_Assigned task 1_
In the blog post on government cuts, rewrite the text between "Repeatedly, we see" and "of these things.", inclusive, changing "the news" to "the headlines".
_Assigned task 2_
According to the blog post, how many hospitals in Britain are expected to balance their books this year?
_Assigned task 3_
How would you say this sentence from the blog post in Spanish: "Austerity, as journalist/activist Owen Jones has said, is not like the weather, a thing to be endured because we have no choice."

_Given passage_
▼
The pity is in the poetry. And nowhere else?

Capture1This is a usually a blog about poetry, but I don’t keep my politics a secret on it. For those of you who find this an irritation, I’m sorry. I’m a whole person, and the poetry in which I speak of kindness or friendship comes from the same place as my politics. I beg you to read this anyway, especially if you’re not on the same political spectrum as me.

Three things strike me on the news this morning:.

1 The health secretary ‘doesn’t see anything wrong in principle’ with charging people for missing appointments. He simply cannot imagine, apparently, living in a world of unreliable public transport or the kind of poverty that makes many people fragile in the first place – nor any kind of punishment that doesn’t involve money.

2 No hospital in Britain – not one – is expected to balance its books this year. Are they all badly managed, and failing to make best use of reasonable budgets? Are our hospitals staffed by crooks and bureaucrats? Or are they simply not getting enough money?

3 Camila Batmangelidh is standing down as chief exec of Kids’ Company, because the government have accused her of mishandling finances and withheld the funding they give the charity. This comes after a long period of her repeatedly and publicly telling them that the care of very disabled and traumatised children is a duty of the state, and cannot be handled by the third sector in the way that they hope.

Repeatedly, we see the government making cuts to the point where they have a real, quantifiable impact on the sickest, poorest and most desperate. The government withdraws protection and support, and then when the effects are visible it blames the very people most in need of its support. Pay attention to the news. Note every one of these things.

Austerity, as journalist/activist Owen Jones has said, is not like the weather, a thing to be endured because we have no choice. It is a deliberate strategy by this government to roll back the welfare state and create a ‘new normal’ in which we blame those less well off than ourselves – the skivers, the irresponsible fools who miss their appointments and let us all down, the silly liberals who mean well but like children, can’t handle money and have no idea of fiscal responsibility.
▲
_Provided material_
▼
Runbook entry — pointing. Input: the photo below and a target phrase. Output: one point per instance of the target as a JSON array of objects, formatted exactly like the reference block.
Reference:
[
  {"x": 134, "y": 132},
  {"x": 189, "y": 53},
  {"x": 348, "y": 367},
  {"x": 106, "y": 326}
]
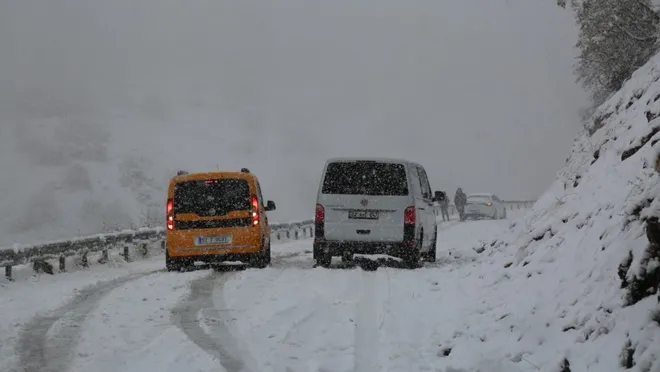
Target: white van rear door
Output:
[{"x": 364, "y": 201}]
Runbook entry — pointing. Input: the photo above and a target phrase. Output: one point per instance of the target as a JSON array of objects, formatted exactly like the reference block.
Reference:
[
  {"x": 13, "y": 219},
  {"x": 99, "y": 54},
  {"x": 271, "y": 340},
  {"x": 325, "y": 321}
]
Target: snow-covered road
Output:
[{"x": 288, "y": 317}]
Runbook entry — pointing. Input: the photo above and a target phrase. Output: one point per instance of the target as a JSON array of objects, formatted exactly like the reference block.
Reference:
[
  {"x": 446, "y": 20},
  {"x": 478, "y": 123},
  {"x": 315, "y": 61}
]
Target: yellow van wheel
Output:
[
  {"x": 172, "y": 264},
  {"x": 261, "y": 260}
]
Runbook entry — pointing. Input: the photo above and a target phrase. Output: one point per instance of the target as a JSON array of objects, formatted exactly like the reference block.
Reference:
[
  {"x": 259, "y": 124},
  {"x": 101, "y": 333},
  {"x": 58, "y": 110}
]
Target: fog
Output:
[{"x": 102, "y": 101}]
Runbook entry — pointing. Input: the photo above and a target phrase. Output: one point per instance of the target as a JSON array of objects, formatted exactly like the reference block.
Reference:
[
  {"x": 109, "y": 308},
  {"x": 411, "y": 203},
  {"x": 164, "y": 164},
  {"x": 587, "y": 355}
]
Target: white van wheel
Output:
[{"x": 412, "y": 257}]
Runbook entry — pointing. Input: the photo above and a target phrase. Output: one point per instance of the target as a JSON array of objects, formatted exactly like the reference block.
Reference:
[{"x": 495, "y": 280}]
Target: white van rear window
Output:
[{"x": 365, "y": 178}]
▲
_Task response 1_
Repeatedly, we see the government making cuts to the point where they have a real, quantifiable impact on the sickest, poorest and most desperate. The government withdraws protection and support, and then when the effects are visible it blames the very people most in need of its support. Pay attention to the headlines. Note every one of these things.

_Task response 2_
None.

_Task response 3_
La austeridad, como ha dicho el periodista/activista Owen Jones, no es como el tiempo, algo que hay que soportar porque no tenemos elección.